Page extract:
☆ ☆ ☆ ☆ ☆ ☆ ☆
Here's how to successfully transform a business. Hint: it starts with a shared vision which everyone can believe in.

Here’s How to Successfully Transform a Business

June 20, 2022

Good morning!

Happy June the Teenth!  Some are calling this a 2nd United States Independence Day.

But, just like July 4, 1776, a declaration means very little without an enormous amount of work added to it — and sustained.

Whatever happened to the declaration of insuring domestic tranquility?  Insuring it?

And, Happy Feast of Holy Fathers.

May you always strive to be worthy of the title.

Like the Mothers always say, “It’s Fathers’ Day everyday,” and mostly that’s true.

Oh, and it’s the first day of astronomical summer if you prefer it to the now more popular meteorological summer.
☆ ☆ ☆ ☆ ☆ ☆ ☆
Dataset excerpts on object pointing:

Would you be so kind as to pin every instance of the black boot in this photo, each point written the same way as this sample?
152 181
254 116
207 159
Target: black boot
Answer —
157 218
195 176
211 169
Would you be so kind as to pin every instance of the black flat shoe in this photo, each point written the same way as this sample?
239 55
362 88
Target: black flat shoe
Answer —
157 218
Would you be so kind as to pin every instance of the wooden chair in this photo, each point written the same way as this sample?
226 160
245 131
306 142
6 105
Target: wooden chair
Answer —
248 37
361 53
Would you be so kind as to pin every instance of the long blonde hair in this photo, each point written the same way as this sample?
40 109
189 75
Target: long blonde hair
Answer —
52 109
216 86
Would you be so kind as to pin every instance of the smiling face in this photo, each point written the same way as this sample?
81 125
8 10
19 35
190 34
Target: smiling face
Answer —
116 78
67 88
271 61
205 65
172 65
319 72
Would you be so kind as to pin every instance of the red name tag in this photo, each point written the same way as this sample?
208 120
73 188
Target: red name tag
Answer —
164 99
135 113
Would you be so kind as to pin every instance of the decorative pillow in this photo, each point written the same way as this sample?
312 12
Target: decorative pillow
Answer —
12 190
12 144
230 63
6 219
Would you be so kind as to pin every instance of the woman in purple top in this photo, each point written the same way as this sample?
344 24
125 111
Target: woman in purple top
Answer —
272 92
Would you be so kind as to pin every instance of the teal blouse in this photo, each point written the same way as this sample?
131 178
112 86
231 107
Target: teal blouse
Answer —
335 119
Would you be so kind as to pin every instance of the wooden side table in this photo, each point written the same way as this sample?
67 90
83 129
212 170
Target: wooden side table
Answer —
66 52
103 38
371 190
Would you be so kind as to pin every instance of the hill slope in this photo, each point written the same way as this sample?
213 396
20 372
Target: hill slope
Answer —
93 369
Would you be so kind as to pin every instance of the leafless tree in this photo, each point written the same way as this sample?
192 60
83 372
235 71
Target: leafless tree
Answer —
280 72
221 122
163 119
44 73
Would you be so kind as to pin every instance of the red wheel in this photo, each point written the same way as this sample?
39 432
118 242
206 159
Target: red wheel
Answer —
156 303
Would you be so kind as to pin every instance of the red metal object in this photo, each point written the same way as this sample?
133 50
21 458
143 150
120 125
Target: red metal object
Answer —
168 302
☆ ☆ ☆ ☆ ☆ ☆ ☆
Exercise tasks:
• A. Transcribe the page on transforming a business in full.
• B. Restate word for word the lines of the records, beginning with the line that contains "the wooden side" and continuing through the final line of the records.

Per-task answers:
• A.
Here's how to successfully transform a business. Hint: it starts with a shared vision which everyone can believe in.

Here’s How to Successfully Transform a Business

June 20, 2022

Good morning!

Happy June the Teenth!  Some are calling this a 2nd United States Independence Day.

But, just like July 4, 1776, a declaration means very little without an enormous amount of work added to it — and sustained.

Whatever happened to the declaration of insuring domestic tranquility?  Insuring it?

And, Happy Feast of Holy Fathers.

May you always strive to be worthy of the title.

Like the Mothers always say, “It’s Fathers’ Day everyday,” and mostly that’s true.

Oh, and it’s the first day of astronomical summer if you prefer it to the now more popular meteorological summer.

• B.
Would you be so kind as to pin every instance of the wooden side table in this photo, each point written the same way as this sample?
67 90
83 129
212 170
Target: wooden side table
Answer —
66 52
103 38
371 190
Would you be so kind as to pin every instance of the hill slope in this photo, each point written the same way as this sample?
213 396
20 372
Target: hill slope
Answer —
93 369
Would you be so kind as to pin every instance of the leafless tree in this photo, each point written the same way as this sample?
192 60
83 372
235 71
Target: leafless tree
Answer —
280 72
221 122
163 119
44 73
Would you be so kind as to pin every instance of the red wheel in this photo, each point written the same way as this sample?
39 432
118 242
206 159
Target: red wheel
Answer —
156 303
Would you be so kind as to pin every instance of the red metal object in this photo, each point written the same way as this sample?
133 50
21 458
143 150
120 125
Target: red metal object
Answer —
168 302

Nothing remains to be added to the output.